_YOUR INSTRUCTIONS_:
Pull out each line of the data below that contains the word "hammer" and copy it in full. Match case exactly.

_SUPPLIED MATERIAL_:
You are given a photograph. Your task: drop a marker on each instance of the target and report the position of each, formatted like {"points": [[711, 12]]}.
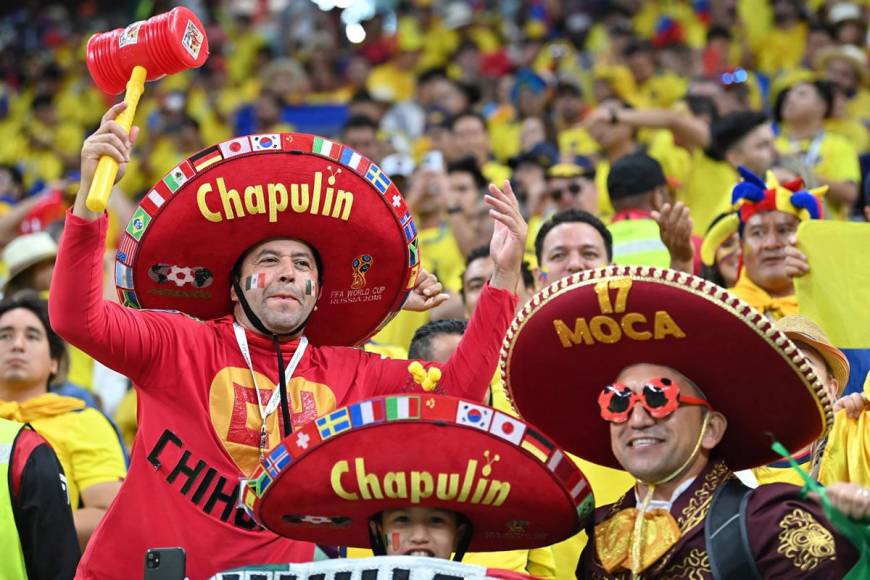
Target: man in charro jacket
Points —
{"points": [[690, 385]]}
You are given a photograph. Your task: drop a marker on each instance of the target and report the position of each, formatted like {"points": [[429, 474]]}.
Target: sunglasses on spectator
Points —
{"points": [[574, 189], [660, 398]]}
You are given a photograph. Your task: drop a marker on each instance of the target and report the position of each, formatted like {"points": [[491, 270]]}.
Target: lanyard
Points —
{"points": [[275, 399], [812, 156]]}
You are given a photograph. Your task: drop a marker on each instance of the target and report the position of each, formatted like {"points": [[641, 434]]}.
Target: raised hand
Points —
{"points": [[675, 227], [426, 294], [110, 139], [508, 237]]}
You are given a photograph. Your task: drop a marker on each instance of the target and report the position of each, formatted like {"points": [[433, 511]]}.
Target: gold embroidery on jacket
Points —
{"points": [[694, 566], [696, 510], [804, 541]]}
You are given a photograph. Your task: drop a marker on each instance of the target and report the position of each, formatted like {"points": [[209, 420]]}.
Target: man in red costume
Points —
{"points": [[210, 390]]}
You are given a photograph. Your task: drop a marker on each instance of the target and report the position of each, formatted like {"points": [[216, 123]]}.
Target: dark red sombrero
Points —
{"points": [[324, 482], [192, 226], [575, 336]]}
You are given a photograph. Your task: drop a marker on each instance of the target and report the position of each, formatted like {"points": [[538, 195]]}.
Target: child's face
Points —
{"points": [[419, 531]]}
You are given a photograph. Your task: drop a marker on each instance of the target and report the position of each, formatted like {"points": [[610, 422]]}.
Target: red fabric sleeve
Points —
{"points": [[126, 340], [470, 369], [25, 443]]}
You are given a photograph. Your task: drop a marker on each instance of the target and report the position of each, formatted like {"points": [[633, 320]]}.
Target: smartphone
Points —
{"points": [[433, 161], [165, 564]]}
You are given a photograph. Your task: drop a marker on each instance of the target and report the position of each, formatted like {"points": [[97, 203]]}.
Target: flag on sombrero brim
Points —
{"points": [[230, 197], [836, 292], [431, 451]]}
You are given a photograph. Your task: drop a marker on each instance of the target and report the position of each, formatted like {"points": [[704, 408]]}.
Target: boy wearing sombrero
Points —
{"points": [[420, 476], [681, 384], [282, 246]]}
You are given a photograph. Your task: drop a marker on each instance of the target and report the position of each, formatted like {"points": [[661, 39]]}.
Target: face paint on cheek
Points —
{"points": [[255, 281]]}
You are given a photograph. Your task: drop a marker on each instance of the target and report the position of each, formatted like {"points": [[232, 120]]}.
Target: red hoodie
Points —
{"points": [[198, 416]]}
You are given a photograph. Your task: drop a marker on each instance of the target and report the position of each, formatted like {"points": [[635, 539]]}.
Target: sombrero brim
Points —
{"points": [[191, 228], [324, 483], [565, 346]]}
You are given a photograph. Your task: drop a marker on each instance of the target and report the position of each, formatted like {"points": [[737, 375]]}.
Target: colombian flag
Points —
{"points": [[836, 292]]}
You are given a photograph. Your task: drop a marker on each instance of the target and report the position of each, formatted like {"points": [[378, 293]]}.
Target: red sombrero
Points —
{"points": [[192, 226], [323, 483], [576, 335]]}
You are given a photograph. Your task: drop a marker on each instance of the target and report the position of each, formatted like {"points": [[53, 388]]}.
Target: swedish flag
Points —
{"points": [[378, 178], [334, 423]]}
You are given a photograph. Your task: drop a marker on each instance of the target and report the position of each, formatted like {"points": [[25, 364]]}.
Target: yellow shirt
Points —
{"points": [[707, 190], [847, 454], [833, 157], [83, 439], [440, 255], [758, 298], [504, 139], [779, 49], [662, 150], [389, 82], [577, 141]]}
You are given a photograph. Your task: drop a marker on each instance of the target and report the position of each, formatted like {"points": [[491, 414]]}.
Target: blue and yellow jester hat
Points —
{"points": [[752, 196]]}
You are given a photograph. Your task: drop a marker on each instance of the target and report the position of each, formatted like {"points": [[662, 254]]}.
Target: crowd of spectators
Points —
{"points": [[628, 117]]}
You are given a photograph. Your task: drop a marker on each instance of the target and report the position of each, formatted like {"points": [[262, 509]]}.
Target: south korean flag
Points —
{"points": [[474, 415]]}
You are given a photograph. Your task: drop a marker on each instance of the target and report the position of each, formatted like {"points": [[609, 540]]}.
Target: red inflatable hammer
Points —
{"points": [[147, 50]]}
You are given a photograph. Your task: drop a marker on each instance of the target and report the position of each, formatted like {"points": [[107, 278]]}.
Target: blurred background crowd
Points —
{"points": [[449, 96]]}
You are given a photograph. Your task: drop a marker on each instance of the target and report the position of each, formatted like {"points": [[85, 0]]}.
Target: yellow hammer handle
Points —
{"points": [[107, 168]]}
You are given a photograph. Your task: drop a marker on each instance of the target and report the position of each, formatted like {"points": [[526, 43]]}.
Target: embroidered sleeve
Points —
{"points": [[792, 538]]}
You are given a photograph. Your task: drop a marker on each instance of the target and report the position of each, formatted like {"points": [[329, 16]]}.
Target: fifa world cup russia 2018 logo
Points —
{"points": [[361, 265]]}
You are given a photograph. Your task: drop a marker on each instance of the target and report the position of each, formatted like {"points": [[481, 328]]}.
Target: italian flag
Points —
{"points": [[403, 408], [255, 281], [325, 147]]}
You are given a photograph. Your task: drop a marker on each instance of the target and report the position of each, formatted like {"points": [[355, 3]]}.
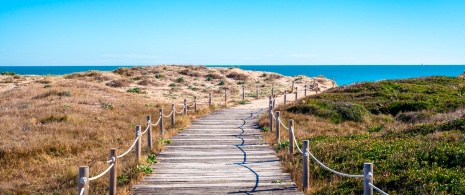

_WORKED ANSWER_:
Target: red inflatable hammer
Target: yellow hammer handle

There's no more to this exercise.